Ouvrant le débat sur le projet de loi de renforcement de la cohésion sociale, le 15 avril, à l'Assemblée nationale, le Premier ministre, Alain Juppé, a affirmé que ce texte « abandonne les vieilles logiques » en refusant la « solidarité passive, réduite à l'aide financière », au profit d'une « approche différente et exigeante, celle de la prévention et de l'insertion ». « Il n'y a pas de fatalité de l'exclusion », a martelé Alain Juppé, plaidant pour « une démarche transversale, continue et dynamique ».
Répondant aux détracteurs du projet, notamment les socialistes qui reprochent au projet de « faire financer la misère par la pauvreté », le Premier ministre s'est défendu avec vigueur : le « projet de loi refuse d'ériger la pauvreté en statut, comme le réclament les zélateurs de l'assistance, qui ne voient de solutions que dans la multiplication des allocations ».
=-=-=
**OBJECTIFS:**
1. Relevez toutes les citations entre guillemets que contient le premier paragraphe de l'extrait sur le projet de loi de cohésion sociale.
2. Répondez brièvement, d'après l'extrait sur le projet de loi de cohésion sociale :
(a) À quelle date le débat s'est-il ouvert à l'Assemblée nationale ?
(b) Qui reproche au projet de « faire financer la misère par la pauvreté » ?
(c) Selon le Premier ministre, dans quoi les zélateurs de l'assistance voient-ils les seules solutions ?
3. Poursuivez l'extrait sur le projet de loi de cohésion sociale à partir de sa dernière phrase.
=-=-=
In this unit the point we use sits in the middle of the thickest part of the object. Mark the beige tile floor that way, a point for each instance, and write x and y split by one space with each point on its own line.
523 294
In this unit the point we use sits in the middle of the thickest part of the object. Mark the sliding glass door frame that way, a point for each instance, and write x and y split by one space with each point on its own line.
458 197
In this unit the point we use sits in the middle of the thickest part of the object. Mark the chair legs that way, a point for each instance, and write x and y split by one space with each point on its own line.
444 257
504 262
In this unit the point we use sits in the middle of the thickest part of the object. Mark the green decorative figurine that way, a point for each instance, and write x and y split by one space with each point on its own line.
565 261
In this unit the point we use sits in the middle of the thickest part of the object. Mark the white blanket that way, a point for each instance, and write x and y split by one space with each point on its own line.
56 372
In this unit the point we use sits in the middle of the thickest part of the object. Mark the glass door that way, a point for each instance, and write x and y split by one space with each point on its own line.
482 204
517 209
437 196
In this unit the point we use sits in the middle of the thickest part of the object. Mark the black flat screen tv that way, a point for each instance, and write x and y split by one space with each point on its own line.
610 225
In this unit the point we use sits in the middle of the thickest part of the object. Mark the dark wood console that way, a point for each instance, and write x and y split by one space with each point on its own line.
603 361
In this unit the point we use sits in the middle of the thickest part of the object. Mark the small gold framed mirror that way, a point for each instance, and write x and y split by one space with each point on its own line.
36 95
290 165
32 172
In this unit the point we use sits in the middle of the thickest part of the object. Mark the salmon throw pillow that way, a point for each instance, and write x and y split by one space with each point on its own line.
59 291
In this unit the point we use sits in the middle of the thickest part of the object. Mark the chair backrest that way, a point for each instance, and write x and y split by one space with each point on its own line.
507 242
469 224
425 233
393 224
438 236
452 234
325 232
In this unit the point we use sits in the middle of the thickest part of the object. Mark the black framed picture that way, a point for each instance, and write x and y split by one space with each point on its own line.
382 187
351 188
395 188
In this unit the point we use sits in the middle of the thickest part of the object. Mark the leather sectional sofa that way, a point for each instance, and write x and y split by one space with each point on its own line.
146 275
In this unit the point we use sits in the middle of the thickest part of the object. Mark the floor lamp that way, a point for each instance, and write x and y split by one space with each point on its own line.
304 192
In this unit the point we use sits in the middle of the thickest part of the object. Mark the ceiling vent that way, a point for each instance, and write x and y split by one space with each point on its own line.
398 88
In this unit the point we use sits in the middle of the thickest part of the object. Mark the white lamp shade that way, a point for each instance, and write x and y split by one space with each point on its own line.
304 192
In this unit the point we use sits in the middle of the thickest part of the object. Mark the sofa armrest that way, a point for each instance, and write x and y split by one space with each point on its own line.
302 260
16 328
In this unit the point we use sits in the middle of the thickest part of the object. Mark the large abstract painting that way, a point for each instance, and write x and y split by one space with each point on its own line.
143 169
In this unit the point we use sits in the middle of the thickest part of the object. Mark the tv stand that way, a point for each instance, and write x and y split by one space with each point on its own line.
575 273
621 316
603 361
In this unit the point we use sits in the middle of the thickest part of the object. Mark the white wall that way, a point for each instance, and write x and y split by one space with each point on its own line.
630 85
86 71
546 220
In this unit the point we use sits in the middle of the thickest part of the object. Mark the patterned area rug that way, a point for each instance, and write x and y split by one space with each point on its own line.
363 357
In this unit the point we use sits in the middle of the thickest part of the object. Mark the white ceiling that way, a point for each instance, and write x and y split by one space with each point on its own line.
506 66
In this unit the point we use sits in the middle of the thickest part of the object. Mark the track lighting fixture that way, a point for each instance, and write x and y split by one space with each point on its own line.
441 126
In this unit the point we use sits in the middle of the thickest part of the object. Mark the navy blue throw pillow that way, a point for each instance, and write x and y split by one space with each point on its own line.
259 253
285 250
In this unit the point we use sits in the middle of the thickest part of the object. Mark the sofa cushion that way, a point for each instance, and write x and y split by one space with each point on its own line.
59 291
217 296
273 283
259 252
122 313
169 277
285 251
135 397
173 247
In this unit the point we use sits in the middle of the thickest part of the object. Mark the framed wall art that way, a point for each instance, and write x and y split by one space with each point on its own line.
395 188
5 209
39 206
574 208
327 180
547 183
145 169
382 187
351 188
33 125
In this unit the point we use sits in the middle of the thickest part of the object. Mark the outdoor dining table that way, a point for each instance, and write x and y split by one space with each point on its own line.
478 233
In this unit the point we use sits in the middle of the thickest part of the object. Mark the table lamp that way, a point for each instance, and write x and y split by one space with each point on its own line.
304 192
=-=-=
**CORRIGÉ DES EXERCICES:**
1.
« abandonne les vieilles logiques »
« solidarité passive, réduite à l'aide financière »
« approche différente et exigeante, celle de la prévention et de l'insertion »
« Il n'y a pas de fatalité de l'exclusion »
« une démarche transversale, continue et dynamique »

2.
(a) Le 15 avril.
(b) Les socialistes, notamment.
(c) Dans la multiplication des allocations.

3.
Après les discours non dénués d'accès de lyrisme des ministres, la présidente d'ATD-Quart Monde, Geneviève Anthonioz-De Gaulle, a su, le temps de son intervention, faire cesser le clivage droite-gauche et retenir l'attention de la centaine de députés présents qui l'ont d'ailleurs applaudie à plusieurs reprises. S'exprimant en tant que rapporteur de l'avis du Conseil économique et social - ce qui est exceptionnel -, celle-ci, dans un registre beaucoup plus sobre que les politiques, a estimé que ce débat marquait « le début d'une voie nouvelle pour notre démocratie ». « La France se doit de donner l'exemple », a-t-elle poursuivi, d'autant que « de plus en plus de personnes et de familles rejoignent la grande exclusion ».
« L'immense attente de justice et de fraternité des plus pauvres rejoint notre attente à tous, il faut oser aller plus loin, en particulier dans le recours à la solidarité nationale », a affirmé la nièce du Général de Gaulle. Les principes qui seront votés « deviendront incontournables » et « l'octroi de moyens humains et financiers devra suivre », a-t-elle ajouté, relayant ainsi la déception des associations de solidarité.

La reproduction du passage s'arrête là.